Records from a collection:
↓
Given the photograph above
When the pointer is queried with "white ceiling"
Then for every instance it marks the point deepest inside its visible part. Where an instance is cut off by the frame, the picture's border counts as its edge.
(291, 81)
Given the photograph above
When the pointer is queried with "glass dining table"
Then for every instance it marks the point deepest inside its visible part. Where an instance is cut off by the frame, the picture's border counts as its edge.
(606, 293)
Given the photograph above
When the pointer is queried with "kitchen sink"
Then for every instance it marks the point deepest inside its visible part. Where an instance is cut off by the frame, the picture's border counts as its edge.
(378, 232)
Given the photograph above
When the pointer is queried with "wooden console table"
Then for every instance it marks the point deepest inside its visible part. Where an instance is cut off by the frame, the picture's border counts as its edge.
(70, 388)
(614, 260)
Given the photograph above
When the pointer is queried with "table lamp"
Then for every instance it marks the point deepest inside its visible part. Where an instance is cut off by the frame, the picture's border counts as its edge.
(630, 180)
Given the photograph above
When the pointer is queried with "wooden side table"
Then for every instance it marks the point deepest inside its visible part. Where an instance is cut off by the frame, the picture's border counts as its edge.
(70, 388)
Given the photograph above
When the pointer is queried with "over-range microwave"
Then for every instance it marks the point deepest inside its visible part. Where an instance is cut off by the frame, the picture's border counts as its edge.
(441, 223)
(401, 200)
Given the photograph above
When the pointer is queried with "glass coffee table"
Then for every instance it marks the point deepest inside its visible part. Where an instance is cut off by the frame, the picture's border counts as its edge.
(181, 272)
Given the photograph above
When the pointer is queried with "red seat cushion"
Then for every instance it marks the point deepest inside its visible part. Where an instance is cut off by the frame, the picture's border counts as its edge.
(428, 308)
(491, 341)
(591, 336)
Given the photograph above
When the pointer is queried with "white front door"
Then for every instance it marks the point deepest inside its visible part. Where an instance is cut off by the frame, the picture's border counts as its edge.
↑
[The problem]
Copy each record from above without leaving any out.

[Completed task]
Given the photograph above
When the pointer is queried with "white ceiling"
Then for every instance it marks the point deepest inside its visible part. Where an instance is cut off by the frame, the picture's border counts as its edge.
(291, 81)
Given the photograph above
When the pointer is queried with "glass dining table"
Then for every instance it marks the point deepest inside its visible part. Where an instance is cut off by the frame, the picture's border counts as its edge.
(606, 293)
Given the photograph above
When the pointer is queried with "kitchen sink"
Then for every instance it marks the point deepest inside its visible part. Where an instance is cut off by the frame, the picture's border counts as its edge.
(378, 232)
Given the photograph above
When the pointer is queried with "wooden console table"
Then for every instance it marks the point deepest inside its visible part. Where an instance is cut off by the frame, the picture's border counts as its edge.
(70, 388)
(614, 260)
Given the photograph above
When the pointer is queried with "table lamp"
Then for every instance it marks the point deepest inside its visible part. Where an instance is cut off by the frame, the picture's border counts as its edge.
(630, 180)
Given the photograph above
When the pointer is queried with "wooden side table"
Then for every instance it marks the point deepest inside its visible part. Where an instance is cut off by the frame, the picture's border counts as its edge.
(70, 388)
Given the photograph above
When the pointer is queried with "over-range microwave"
Then for every instance it marks the point deepest inside its visible part. Where an instance is cut off by the frame, the picture's border counts as its edge.
(441, 223)
(401, 200)
Given the photograph above
When the pointer is queried with "glass coffee table"
Then for every instance it marks the point deepest inside its visible part. Where an instance is cut off by the frame, the picture's border counts as its edge.
(181, 272)
Given the photograph above
When the pointer is queried with "red seat cushion"
Then for every instance it marks the point deepest inside its visible part. Where an instance is cut off by the frame, the picture's border counts as its edge.
(428, 308)
(491, 341)
(591, 336)
Given the photograph above
When the pointer is queried with "white front door"
Then for every instance it marks the point deepest inside its visible part. Where an instance is cut off by the frame, the picture's border counts as its edge.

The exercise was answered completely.